• _Uit te voeren taken_
• a. Neem uit het fragment over de Côte de Stockeu letterlijk het stuk over van "Eddy Merckx won 31" tot en met "van België betekenen.".
• b. Beantwoord de volgende vragen aan de hand van het fragment over de Côte de Stockeu:
(i) Hoeveel Belgische heuvels beschrijft Simon Warrens in de wielergids Hellingen?
(ii) Hoe lang is de Côte de Stockeu?
(iii) Hoeveel wedstrijden won Eddy Merckx in totaal?
• c. Geef in één tot drie zinnen aan waarom het monument op de top niet alle overwinningen van Eddy Merckx vermeldt, zoals het fragment over de Côte de Stockeu dat verklaart.

02-01-2014 - Nieuws, Wielrenblad

De Beklimming: Stockeu

“Ter ere van diens vijf zeges in Luik-Bastenaken-Luik wordt de Côte de Stockeu ook wel liefdevol ‘Stèle Eddy Merckx’ genoemd. Op de top staat een monument voor deze grote man. Net als Merckx kent deze klim geen genade: hij maalt renners fijn en spuugt ze uit.”

Het zijn de eerste regels van beklimming #41 uit de wielergids Hellingen van Simon Warrens, waarin hij de 50 meest beruchte Belgische heuvels in willekeurige volgorde beschrijft. De woorden over de Côte de Stockeu klinken alsof de 2,4 kilometer lange helling een specifiek Middeleeuws martelwerktuig betreft.

Tekst: Eric Mijnster, Beeld: Mikel Buwalda

Stokkkieeee33

Eddy Merckx won 31 klassiekers en werd drie keer wereldkampioen. Hij kwam vijf keer thuis met geel om de schouders na afloop van de Tour de France en vijf keer met roze na de Giro d’Italia. Hij kon zeven keer als eerste zijn handen in de lucht steken bij Milaan – San Remo, en won vijf keer Luik-Bastenaken-Luik. Al deze overwinningen staan uitgeschreven op het monument op de top van de Côte de Stockeu, gevolgd door ‘etc’. Eddy Merckx won in totaal namelijk 525 wedstrijden. Onze zuiderburen zijn verstandig geweest door niet alle overwinningen te noemen. Een eerbetoon voor zijn volledige palmares zou het hoogste bouwwerk van België betekenen.

Eddy Merckx maakte de koers altijd zelf. Het liefst reed de Belgisch wielerkampioen in eigen tempo op kop, wetende dat de rest van het deelnemersveld vroeg of laat zou capituleren in zijn wiel. Zelden heeft het wielrennen een renner gekend die zo onuitputtelijk was. Het is een levende legende die zijn wedstrijden won in de tijd dat er werd gekoerst met lange lokken die onder petjes tevoorschijn kwamen. Tricots werden gemaakt van schapenvacht en de gele trui was nog maar net geel op televisie. Bij de term ‘elektrisch schakelen’ had het hele peloton op de grond gelegen van het lachen; met Eddy Merckx aan de voet van de Côte de Stockeu lag het hele peloton op de grond van het huilen.

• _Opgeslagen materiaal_
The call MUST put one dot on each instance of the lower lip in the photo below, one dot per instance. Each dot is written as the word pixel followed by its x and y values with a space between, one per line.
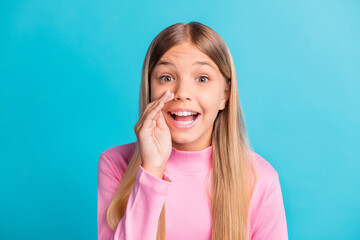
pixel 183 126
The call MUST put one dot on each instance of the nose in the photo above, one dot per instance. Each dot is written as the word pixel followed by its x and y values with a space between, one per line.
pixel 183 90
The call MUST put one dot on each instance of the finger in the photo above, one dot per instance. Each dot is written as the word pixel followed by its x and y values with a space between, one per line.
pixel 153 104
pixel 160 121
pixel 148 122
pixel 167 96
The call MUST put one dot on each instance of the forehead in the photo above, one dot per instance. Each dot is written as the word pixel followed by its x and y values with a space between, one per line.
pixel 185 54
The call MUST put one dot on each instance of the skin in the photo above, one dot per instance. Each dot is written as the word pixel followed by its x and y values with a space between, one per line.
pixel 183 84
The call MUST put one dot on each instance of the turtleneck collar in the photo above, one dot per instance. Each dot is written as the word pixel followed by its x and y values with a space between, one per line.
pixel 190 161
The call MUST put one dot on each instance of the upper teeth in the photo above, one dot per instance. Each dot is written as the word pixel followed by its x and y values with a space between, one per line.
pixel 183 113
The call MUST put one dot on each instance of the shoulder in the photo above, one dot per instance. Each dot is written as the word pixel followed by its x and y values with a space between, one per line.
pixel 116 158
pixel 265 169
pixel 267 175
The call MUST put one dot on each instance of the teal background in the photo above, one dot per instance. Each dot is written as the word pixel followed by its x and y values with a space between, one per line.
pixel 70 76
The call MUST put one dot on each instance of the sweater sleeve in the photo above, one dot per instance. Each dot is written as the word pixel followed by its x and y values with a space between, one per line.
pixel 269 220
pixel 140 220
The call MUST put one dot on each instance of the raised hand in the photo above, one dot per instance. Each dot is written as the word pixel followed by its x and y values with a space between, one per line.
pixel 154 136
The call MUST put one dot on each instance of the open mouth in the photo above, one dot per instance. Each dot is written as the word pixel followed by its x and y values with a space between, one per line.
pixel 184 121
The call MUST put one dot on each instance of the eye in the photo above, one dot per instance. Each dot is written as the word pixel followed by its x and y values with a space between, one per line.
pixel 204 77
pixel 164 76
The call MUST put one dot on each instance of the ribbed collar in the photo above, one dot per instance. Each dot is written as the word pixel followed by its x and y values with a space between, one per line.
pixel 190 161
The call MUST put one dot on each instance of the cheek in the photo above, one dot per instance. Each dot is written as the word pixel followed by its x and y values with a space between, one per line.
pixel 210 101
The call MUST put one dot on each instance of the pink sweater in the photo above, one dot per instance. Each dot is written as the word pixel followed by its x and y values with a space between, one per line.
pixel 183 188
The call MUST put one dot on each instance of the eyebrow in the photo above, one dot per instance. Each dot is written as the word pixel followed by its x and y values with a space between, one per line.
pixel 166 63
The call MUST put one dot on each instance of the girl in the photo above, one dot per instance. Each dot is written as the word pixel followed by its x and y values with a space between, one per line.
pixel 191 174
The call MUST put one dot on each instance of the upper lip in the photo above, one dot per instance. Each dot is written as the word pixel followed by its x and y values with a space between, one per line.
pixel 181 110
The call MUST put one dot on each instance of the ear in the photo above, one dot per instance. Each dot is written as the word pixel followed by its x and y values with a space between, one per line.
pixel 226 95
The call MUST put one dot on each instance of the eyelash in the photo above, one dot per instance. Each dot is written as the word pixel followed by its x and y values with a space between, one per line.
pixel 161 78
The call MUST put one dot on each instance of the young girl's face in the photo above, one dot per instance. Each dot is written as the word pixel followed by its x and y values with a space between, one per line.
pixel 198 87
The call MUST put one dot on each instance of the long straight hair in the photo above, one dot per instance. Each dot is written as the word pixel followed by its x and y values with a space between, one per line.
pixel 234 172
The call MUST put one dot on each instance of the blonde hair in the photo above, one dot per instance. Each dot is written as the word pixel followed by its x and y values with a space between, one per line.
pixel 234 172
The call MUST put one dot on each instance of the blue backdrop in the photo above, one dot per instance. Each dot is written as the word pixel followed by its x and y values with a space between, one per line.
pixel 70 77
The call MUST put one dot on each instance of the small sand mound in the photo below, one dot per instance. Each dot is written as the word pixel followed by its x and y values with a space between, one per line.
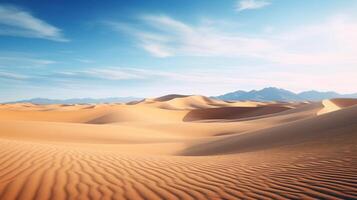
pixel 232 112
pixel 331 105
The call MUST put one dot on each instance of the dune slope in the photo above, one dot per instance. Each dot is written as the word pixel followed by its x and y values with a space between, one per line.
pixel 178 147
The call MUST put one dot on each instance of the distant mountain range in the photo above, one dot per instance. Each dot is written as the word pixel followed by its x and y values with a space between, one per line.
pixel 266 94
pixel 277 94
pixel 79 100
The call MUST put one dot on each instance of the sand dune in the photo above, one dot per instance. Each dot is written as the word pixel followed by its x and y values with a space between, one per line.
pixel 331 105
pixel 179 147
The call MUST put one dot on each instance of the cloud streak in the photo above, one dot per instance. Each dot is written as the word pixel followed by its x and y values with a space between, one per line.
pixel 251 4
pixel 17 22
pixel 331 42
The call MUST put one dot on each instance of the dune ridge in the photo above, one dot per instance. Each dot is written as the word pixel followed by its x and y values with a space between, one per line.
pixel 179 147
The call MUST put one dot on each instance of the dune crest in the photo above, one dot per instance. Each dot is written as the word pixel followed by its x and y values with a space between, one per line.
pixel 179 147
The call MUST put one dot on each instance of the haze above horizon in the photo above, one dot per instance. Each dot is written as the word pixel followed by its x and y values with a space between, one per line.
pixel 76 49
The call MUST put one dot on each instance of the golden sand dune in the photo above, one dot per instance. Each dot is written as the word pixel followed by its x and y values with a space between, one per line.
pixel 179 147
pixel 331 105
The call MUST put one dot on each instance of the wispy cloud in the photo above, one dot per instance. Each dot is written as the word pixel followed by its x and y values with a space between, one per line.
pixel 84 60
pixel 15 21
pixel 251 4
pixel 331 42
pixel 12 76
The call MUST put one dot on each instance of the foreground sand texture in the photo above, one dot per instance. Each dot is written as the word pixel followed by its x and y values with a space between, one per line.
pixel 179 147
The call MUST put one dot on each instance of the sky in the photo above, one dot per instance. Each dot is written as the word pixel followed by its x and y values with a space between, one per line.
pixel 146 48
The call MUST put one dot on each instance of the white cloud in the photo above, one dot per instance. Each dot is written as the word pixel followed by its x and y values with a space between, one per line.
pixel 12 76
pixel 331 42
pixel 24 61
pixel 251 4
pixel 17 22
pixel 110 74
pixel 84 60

--

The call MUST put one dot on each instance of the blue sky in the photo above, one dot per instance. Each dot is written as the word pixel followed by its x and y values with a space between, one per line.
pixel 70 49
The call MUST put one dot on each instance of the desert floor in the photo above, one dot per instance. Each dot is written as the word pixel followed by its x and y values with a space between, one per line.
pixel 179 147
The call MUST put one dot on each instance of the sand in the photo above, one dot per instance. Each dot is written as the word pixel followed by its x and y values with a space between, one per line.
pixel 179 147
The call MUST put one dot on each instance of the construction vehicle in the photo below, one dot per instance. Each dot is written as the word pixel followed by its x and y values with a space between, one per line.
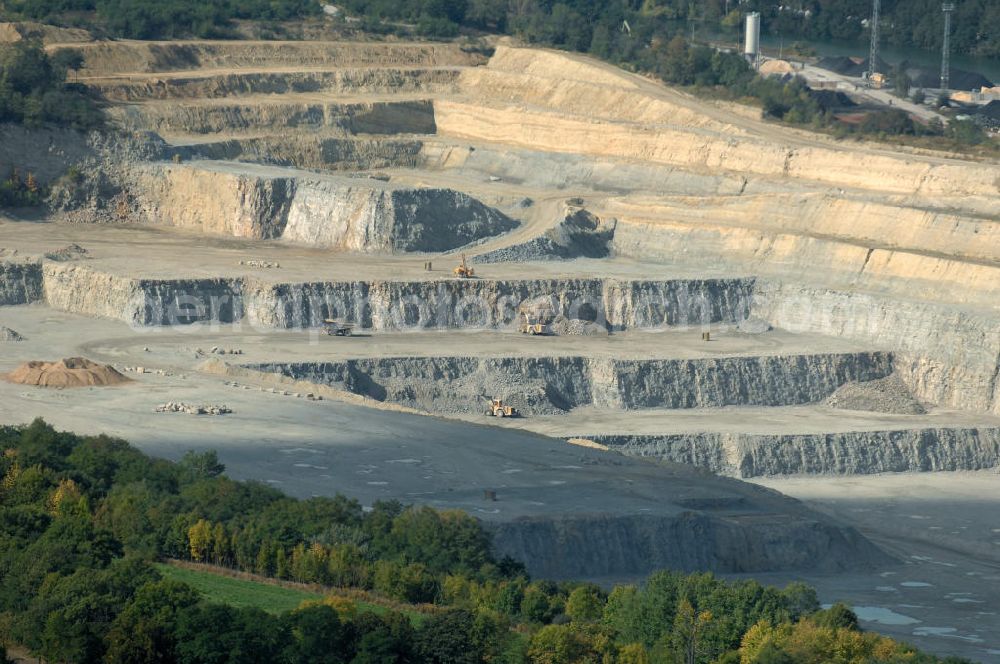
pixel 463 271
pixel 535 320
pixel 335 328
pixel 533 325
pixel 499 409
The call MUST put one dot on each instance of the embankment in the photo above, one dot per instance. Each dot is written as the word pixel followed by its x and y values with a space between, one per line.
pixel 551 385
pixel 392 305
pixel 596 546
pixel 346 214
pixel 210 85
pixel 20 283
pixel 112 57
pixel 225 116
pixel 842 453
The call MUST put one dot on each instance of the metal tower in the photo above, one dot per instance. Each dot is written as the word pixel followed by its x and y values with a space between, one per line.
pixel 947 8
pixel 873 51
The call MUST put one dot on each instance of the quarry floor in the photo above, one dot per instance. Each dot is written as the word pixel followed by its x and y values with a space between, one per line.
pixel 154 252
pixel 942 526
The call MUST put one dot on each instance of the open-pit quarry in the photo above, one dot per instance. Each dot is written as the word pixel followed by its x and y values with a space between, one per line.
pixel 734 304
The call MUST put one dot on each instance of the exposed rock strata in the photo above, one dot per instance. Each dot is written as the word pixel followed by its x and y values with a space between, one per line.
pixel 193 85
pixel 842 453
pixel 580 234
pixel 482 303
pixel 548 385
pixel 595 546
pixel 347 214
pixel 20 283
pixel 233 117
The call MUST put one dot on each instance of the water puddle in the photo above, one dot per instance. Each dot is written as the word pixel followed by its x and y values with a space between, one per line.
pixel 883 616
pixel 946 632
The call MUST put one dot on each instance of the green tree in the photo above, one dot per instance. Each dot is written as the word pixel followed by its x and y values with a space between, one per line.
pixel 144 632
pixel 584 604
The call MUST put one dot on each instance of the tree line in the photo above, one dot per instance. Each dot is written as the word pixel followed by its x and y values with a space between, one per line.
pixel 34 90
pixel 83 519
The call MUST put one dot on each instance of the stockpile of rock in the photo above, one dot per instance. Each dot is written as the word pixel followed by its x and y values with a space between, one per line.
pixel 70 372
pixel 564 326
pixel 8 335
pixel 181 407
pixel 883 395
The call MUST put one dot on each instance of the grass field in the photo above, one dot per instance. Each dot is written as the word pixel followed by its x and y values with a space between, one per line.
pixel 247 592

• _Resultaten op volgorde_
• a.
Eddy Merckx won 31 klassiekers en werd drie keer wereldkampioen. Hij kwam vijf keer thuis met geel om de schouders na afloop van de Tour de France en vijf keer met roze na de Giro d’Italia. Hij kon zeven keer als eerste zijn handen in de lucht steken bij Milaan – San Remo, en won vijf keer Luik-Bastenaken-Luik. Al deze overwinningen staan uitgeschreven op het monument op de top van de Côte de Stockeu, gevolgd door ‘etc’. Eddy Merckx won in totaal namelijk 525 wedstrijden. Onze zuiderburen zijn verstandig geweest door niet alle overwinningen te noemen. Een eerbetoon voor zijn volledige palmares zou het hoogste bouwwerk van België betekenen.

• b.
(i) 50
(ii) 2,4 kilometer
(iii) 525

• c. Eddy Merckx won in totaal 525 wedstrijden, dus op het monument staan alleen zijn grootste zeges, gevolgd door 'etc'. Een eerbetoon aan zijn volledige palmares zou het hoogste bouwwerk van België betekenen.